◆ **EXERCISE BRIEF**:
Each record must be copied in full and unchanged; any image it holds is excluded.

-- EXERCISE MATERIALS follows --

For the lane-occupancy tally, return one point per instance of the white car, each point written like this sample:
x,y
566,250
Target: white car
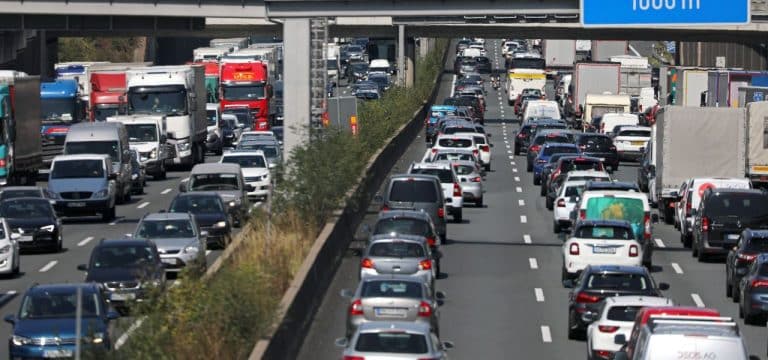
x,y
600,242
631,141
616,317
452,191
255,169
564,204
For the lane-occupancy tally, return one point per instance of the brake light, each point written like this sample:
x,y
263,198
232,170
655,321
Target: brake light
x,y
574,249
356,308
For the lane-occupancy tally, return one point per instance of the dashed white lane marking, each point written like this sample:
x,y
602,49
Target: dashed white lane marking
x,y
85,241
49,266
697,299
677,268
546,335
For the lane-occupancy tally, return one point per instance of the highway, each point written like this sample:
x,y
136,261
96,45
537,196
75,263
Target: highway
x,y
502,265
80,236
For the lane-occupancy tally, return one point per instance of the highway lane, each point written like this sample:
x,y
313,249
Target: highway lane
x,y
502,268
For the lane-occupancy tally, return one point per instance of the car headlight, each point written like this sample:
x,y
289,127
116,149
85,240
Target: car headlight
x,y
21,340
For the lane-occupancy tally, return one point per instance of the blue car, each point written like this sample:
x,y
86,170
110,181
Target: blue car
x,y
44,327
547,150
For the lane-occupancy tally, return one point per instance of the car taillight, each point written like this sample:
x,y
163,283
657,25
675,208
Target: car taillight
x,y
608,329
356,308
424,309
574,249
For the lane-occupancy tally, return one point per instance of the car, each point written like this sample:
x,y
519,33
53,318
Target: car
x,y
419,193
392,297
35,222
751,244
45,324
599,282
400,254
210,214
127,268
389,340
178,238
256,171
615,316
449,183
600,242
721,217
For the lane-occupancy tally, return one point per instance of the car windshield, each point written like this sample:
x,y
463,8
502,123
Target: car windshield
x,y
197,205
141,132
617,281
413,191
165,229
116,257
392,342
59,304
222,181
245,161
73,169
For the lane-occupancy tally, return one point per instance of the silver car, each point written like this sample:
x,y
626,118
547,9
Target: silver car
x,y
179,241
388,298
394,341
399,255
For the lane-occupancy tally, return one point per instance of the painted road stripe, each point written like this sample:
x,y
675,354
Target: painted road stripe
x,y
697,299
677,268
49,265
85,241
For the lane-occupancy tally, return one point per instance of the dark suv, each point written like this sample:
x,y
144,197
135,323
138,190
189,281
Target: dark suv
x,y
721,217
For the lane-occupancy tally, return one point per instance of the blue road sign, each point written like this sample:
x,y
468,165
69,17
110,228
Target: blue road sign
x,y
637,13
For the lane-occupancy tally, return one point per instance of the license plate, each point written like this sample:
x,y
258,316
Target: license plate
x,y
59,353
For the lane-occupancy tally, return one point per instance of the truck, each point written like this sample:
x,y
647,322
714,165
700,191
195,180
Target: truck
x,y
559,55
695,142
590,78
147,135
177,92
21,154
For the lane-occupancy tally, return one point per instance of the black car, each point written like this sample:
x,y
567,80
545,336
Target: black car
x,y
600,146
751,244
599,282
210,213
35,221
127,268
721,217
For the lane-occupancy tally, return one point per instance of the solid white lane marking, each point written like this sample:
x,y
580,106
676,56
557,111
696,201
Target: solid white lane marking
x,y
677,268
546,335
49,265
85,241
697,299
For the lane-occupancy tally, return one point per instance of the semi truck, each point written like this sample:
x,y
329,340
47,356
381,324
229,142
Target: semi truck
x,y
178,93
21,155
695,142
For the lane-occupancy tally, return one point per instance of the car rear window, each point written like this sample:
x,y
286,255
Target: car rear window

-- EXERCISE MATERIALS concluded --

◆ **ANSWER BOX**:
For the lane-occupancy tally, return one point per instance of the white car, each point written like this sample:
x,y
566,250
Target: white car
x,y
600,242
631,141
616,317
452,191
255,169
564,204
For the lane-occupancy tally, return one point per instance of the brake light, each point written like this sample:
x,y
263,198
232,170
655,321
Target: brake light
x,y
574,249
356,308
For the lane-occupancy tally, return one point per instance of the dashed white lane marking, each point written like this sample:
x,y
602,49
Target: dashed white lane marking
x,y
85,241
49,266
697,299
677,268
546,335
For the lane-occupancy tally, return one point per instance of the highway, each point written like this sample:
x,y
136,261
96,45
537,196
75,263
Target: highway
x,y
502,265
80,236
For the lane-occupancy tally, return one point per instance of the highway lane, each point written like this sample:
x,y
313,249
Target: highway lane
x,y
502,268
For the lane-occupancy tally, return one point per instance of the car headlight, each point written like this sample:
x,y
289,127
116,149
85,240
Target: car headlight
x,y
21,340
For the lane-occupancy tally, return one point per instance of the blue car, each point written like this sample:
x,y
86,170
110,181
Target: blue car
x,y
44,327
547,150
For the lane-occupancy tally, return one point per instance of the car taillight, each point written like this sample:
x,y
163,283
657,25
675,208
Target: car taillight
x,y
608,329
356,308
424,309
574,249
For the lane-occupancy tally, return one point per instance of the car, each point written like this sample:
x,y
519,33
53,318
Target: car
x,y
419,193
392,297
35,222
751,244
45,324
599,282
400,254
210,214
127,268
389,340
178,238
256,171
615,316
449,183
600,242
721,217
For the lane-occupancy tally, return one point per instance of the car windshield, each point written like this sample:
x,y
463,8
502,123
Target: car windshield
x,y
197,205
141,132
617,281
413,191
165,229
116,257
392,342
59,304
222,181
245,161
73,169
For the lane-occupancy tally, return one point per instance of the silver car, each point written like this sample:
x,y
626,118
547,9
Target: silver car
x,y
179,241
388,298
394,341
399,255
For the lane-occupancy tally, return one point per instance of the painted road stripe, each point written like this sample:
x,y
675,354
Target: painted road stripe
x,y
697,299
677,268
49,265
85,241
For the lane-occupancy tally, return one point per instance of the dark suv, each point written like this sample:
x,y
144,197
135,323
138,190
189,281
Target: dark suv
x,y
721,217
For the lane-occupancy tally, return one point per instance of the blue road sign, each point written like this sample:
x,y
468,165
69,17
110,228
Target: blue road sign
x,y
637,13
For the lane-occupancy tally, return one point per instance of the license plate, each point written like this sample:
x,y
258,316
Target: license plate
x,y
59,353
For the lane-occupancy tally, return one point per instance of the truck, each point written like this sample:
x,y
647,322
714,165
700,191
195,180
Target: truck
x,y
559,55
695,142
590,78
147,135
177,92
21,154
For the lane-occupancy tally, return one point per instance of the black car, each point written like this sample:
x,y
567,80
545,336
Target: black car
x,y
600,146
751,244
599,282
210,213
35,221
127,268
721,217
For the lane-occupancy tally, return one point per instance of the solid white lane marking, each point written like this sample:
x,y
580,106
676,56
557,111
696,201
Target: solid white lane marking
x,y
677,268
546,335
49,265
85,241
697,299
For the lane-occupancy tally, return one point per instance of the semi truck, each point written like this sample:
x,y
329,340
47,356
381,324
229,142
Target: semi truck
x,y
178,93
21,155
695,142
For the lane-occupancy tally, return one point per instance of the car rear window, each point written like this sample:
x,y
286,255
Target: car rear window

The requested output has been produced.